> _GIVEN TEXT_:
☆ ☆ ☆ ☆ ☆

OK, so it's Easter Sunday morning, and I'm flipping through the dial desperately searching for something interesting to watch that doesn't involve creepy old papabiles gesticulating over golden artifacts while chanting something in mumbo-jumbonese. That's when I tune to the KUSI Morning Show just in time to see Doug Curlee reporting on Easter service at the Cabrillo Monument.
'The message was a simple one,'Curlee said about the Pastor's sermon. 'God's love is always there waiting for us. We don't even have to work that hard for it. Just think about that fact.”
Uh oh. Did he really just call God's love a fact? I had to rewind my DVR to double-check, and, sure as shit don't shop at Tiffany's, there was Doug Curlee, a 40-year news veteran confirming the actual, factual existence of Thy Lord, Thy God and also, as matter of actual fact, confirming that Thy Lord, Thy God loves everybody.
How anyone could ever presume to know what is inside God's mind is, to me, one of the higher mysteries of humanity. But to report this hocus pocus as fact, on a television news program, in the 21st freaking century, a good 30 years after Sidney Lumet gave us Network, and hundreds of years after, you know, reason was invented-well, holy crap, I never realized how pathetic the KUSI news division actually is.
Is it KUSI or CBN fer crissake? God is not a fact. God is the opposite of fact. God is faith. Faith and fact are about as compatible as shaved chocolate on ballpark hotdogs. I always thought the word 'fact'had to do with logic and evidence and proof and stuff. Doug Curlee thinks a fact is something he read in book that was written more than 3,500 years ago by people who believed an invisible man in the sky was talking to them.
Now, it's possible that saying 'fact'was just a figure of his speech. Well, if I had any doubt that Doug Curlee intended to identify the existence of God as fact, what he said next surely smothered it. He said verbatim, 'Easter is the day, of course, that Christ was resurrected.”
Here again, Curlee is stating Christian dogma as fact. He may not have used the word 'fact'this time, but he certainly affirmed the resurrection. A better reporter would've said, 'Easter is the day Christians believe Christ was resurrected.'Curlee even added the phrase 'of course'to the sentence. His exact quote was: 'This is the day, of course, that Christ was resurrected.'Well, of course 'of course.'How could anyone question that story? The Bible is a perfectly legitimate news source, and the witnesses to the resurrection were just sooo credible. It's not like rising from the dead isn't an easy parlor trick that any mediocre magician could pull off. It's not like people back then weren't stupider, desperater, easier-to-manipulate than now. It's not like the folks who witnessed Christ's resurrection didn't have a reason to stage it, or lie about it or want to believe it. Oh please! That's enough right there to question the veracity of the Bible's account of Jesus' resurrection. Then there's the problem of how ancient it is and how often it was rewritten and, Jesus Cronkite Curlee, even the Weekly World News is a more reliable source than the goddamn Bible.
By the way, this religious drivel didn't end with Doug Curlee. Others on the broadcast were behaving similarly: Dave Scott the weatherman gave his props to The Lord also. After Curlee, Scott gave a weather report from the site of another Easter service on Mount Helix. He reported about the crappy weather, then mentioned how the Helix Easter service was over and that he was alone on the mountain. 'Well, the Big Man is always with us,'he told anchor Dave Davis, to which Davis added a hearty, 'Well, yeah.'As if to say, 'Well, duh, of course the Big Man is with us-what do you think, I'm agnostic?”

☆ ☆ ☆ ☆ ☆

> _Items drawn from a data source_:
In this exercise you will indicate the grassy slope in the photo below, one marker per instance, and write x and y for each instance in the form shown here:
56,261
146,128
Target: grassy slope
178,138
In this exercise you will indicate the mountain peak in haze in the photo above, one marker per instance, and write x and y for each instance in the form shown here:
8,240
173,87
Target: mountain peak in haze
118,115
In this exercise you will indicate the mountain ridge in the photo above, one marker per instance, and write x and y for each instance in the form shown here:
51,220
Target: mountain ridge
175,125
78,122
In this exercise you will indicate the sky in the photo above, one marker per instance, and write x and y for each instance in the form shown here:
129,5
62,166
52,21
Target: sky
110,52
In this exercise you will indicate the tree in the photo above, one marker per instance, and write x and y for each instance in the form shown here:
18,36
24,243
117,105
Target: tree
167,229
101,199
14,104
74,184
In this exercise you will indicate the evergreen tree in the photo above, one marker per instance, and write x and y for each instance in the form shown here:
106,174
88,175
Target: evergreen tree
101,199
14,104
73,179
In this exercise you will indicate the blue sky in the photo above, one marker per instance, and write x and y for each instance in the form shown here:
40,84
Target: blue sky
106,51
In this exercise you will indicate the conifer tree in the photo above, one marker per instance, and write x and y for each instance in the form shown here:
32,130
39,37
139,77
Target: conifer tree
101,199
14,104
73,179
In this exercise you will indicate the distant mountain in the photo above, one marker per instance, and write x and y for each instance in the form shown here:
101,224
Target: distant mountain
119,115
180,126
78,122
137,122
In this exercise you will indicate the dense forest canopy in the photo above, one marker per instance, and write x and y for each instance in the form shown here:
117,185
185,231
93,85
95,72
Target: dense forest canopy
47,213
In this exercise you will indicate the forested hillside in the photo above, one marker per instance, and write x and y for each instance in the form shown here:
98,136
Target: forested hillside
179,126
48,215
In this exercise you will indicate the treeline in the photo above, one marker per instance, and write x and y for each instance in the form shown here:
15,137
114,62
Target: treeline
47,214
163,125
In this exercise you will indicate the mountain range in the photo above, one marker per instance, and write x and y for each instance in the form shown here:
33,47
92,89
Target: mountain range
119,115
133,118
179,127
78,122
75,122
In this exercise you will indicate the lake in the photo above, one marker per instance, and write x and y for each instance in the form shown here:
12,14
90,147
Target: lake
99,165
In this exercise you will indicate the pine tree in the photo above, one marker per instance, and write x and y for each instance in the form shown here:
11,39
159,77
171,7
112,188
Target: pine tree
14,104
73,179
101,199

☆ ☆ ☆ ☆ ☆

> _EXERCISE SET_:
(a) Condense the paragraph of the commentary on KUSI's Easter coverage that begins "Now, it's possible that saying" into one or two sentences that keep its main facts.
(b) Revise the commentary on KUSI's Easter coverage from "Uh oh. Did he" up to and including "division actually is.", replacing "DVR" with "recorder".
(c) Write what comes next in the commentary on KUSI's Easter coverage, starting after its final sentence.
The records play no part in this work.

> _SOLVED TASKS_:
(a) The writer grants that Curlee may have used "fact" only as a figure of speech. Any doubt about his intent was removed by his next remark, quoted verbatim: "Easter is the day, of course, that Christ was resurrected."

(b)
Uh oh. Did he really just call God's love a fact? I had to rewind my recorder to double-check, and, sure as shit don't shop at Tiffany's, there was Doug Curlee, a 40-year news veteran confirming the actual, factual existence of Thy Lord, Thy God and also, as matter of actual fact, confirming that Thy Lord, Thy God loves everybody.
How anyone could ever presume to know what is inside God's mind is, to me, one of the higher mysteries of humanity. But to report this hocus pocus as fact, on a television news program, in the 21st freaking century, a good 30 years after Sidney Lumet gave us Network, and hundreds of years after, you know, reason was invented-well, holy crap, I never realized how pathetic the KUSI news division actually is.

(c)
Maybe I just never noticed, but I don't recall ever hearing a news team display such overt religious preference as this. Oh sure, the overall grotesque, super, extra-hyper media over-coverage of our Judeo-Christian holidays is a gnarly bias in itself. However, watching this Easter broadcast, it's as if KUSI identified itself as a Christian news station, something a real news organization would never allow. Revealing partiality toward any religion is a conflict of interest, especially when reporting on anything remotely faith-based. And, knowing what we know about the institution of religion in general, that bias would surely seep into everything else the news organization reports-like the war, or local politics, even the weather. I mean, Dave Scott might as well just have come out and said, 'Yup, it's very cloudy at Mt. Helix today-must be God's mad at us about something.”
It's the same as when Fox News displayed the American flag under its logo in the days following 9/11. Doing so pretty much identified the network as having a bias, in this case a geopolitical one. Of course, a real news division would never fly any flag, or covet any religion, because any news organization worth half a tick on its ticker-tape machine has a predisposition only to truth. Not the truth as Americans want it, or as Christians want it, but the real true truth, which is, of course, the greater cause of course, of course, of course.
Come on, KUSI, don't you see? Separation of church and media is as important as separation of church and state. Don't get me wrong. I'm not suggesting you don't have the right to embrace and present whatever hocus pocus you got duped into believing. And I am certainly not calling for the firing of Curlee or Scott or Davis, offensive though they be. No, what I'm going to do is either stop watching KUSI news altogether or, more likely, continue to watch it in the manner in which I watch O'Reilly, or Hannity or Reno 911-as a zany comedy show with kooky idiot-clown characters who say and do outrageous things, like broadcasting news reports on an invisible man who lives in the sky. I find it's much better when you view it that way.